DIRECTION — From the data below, write out verbatim the lines from the one containing "Wildlife-survey input: mark every instance of the yellow" to the one containing "point(463, 512)", both of those lines included.

GIVEN DATA —
-------------------------

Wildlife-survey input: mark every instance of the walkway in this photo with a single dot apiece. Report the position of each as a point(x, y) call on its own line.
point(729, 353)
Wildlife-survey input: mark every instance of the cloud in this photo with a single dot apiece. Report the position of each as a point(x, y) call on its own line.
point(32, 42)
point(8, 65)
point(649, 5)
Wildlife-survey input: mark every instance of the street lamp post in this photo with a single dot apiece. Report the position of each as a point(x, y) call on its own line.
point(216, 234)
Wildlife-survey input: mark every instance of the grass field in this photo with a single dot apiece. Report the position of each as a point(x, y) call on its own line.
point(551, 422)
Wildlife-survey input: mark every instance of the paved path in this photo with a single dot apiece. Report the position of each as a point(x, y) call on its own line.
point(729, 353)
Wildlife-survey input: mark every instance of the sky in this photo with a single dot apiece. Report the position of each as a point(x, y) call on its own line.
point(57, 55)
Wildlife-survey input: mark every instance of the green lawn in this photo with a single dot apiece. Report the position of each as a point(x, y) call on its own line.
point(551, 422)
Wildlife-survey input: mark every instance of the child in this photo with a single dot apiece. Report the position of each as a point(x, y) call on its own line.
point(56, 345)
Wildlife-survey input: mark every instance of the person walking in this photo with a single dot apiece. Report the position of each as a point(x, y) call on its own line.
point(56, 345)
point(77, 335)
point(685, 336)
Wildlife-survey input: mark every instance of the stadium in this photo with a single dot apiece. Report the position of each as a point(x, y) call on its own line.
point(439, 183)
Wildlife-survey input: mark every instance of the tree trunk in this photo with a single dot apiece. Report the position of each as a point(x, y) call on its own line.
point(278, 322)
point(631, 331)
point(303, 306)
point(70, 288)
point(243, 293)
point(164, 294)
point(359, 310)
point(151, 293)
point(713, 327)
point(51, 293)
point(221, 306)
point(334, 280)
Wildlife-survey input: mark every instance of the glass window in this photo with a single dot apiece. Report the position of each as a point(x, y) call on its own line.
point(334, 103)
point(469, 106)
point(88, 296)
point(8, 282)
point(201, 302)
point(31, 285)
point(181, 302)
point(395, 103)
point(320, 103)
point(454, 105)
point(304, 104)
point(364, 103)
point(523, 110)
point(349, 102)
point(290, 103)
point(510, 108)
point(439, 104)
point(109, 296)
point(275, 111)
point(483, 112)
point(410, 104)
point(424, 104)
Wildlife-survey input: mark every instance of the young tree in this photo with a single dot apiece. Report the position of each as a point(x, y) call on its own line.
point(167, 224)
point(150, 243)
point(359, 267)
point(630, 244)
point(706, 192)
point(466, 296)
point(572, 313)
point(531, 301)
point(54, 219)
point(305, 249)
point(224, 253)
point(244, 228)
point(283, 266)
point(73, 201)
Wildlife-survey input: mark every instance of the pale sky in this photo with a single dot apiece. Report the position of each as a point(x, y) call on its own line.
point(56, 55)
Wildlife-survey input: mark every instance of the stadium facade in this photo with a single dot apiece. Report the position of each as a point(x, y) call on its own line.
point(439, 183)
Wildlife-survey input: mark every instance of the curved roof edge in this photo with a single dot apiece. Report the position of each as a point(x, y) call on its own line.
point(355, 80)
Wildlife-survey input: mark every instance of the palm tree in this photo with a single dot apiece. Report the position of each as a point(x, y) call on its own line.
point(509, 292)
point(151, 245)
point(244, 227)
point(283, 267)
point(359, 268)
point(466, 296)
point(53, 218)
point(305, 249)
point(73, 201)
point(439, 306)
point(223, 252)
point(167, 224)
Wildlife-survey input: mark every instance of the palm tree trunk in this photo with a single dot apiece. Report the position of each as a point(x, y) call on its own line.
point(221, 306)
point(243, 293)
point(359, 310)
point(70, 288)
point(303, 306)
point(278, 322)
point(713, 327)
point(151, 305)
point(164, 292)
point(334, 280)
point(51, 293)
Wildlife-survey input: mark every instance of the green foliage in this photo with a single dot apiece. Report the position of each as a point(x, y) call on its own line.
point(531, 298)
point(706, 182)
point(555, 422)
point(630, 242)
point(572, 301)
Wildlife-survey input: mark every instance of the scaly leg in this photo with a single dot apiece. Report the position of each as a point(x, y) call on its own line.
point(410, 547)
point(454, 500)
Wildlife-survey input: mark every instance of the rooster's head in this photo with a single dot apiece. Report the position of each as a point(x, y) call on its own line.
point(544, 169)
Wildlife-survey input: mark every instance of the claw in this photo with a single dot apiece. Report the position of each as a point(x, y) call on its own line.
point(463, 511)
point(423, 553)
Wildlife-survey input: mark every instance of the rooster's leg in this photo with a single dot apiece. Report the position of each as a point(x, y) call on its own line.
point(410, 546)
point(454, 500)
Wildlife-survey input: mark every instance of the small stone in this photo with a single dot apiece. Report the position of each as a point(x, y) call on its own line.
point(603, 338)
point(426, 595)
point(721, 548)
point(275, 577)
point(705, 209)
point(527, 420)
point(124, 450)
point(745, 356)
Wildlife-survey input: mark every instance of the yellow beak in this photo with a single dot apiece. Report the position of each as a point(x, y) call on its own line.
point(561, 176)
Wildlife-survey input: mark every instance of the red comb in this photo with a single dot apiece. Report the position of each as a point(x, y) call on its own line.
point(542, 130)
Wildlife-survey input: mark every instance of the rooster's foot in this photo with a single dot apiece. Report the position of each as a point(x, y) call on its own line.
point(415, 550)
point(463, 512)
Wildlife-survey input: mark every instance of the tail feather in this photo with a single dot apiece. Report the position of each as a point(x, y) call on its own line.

-------------------------

RESPONSE TO THIS TASK —
Wildlife-survey input: mark every instance of the yellow beak in this photo with a single dot apiece. Report the position of each as a point(x, y) call on its own line.
point(561, 176)
Wildlife-survey input: mark every instance of the red comb in this photo with a single dot apiece. Report the position of each as a point(x, y) call on its own line.
point(542, 130)
Wildlife-survey input: mark every instance of the rooster's foot in this photo with a single dot apiece. Report the position of each as a point(x, y) call on its own line.
point(415, 550)
point(463, 512)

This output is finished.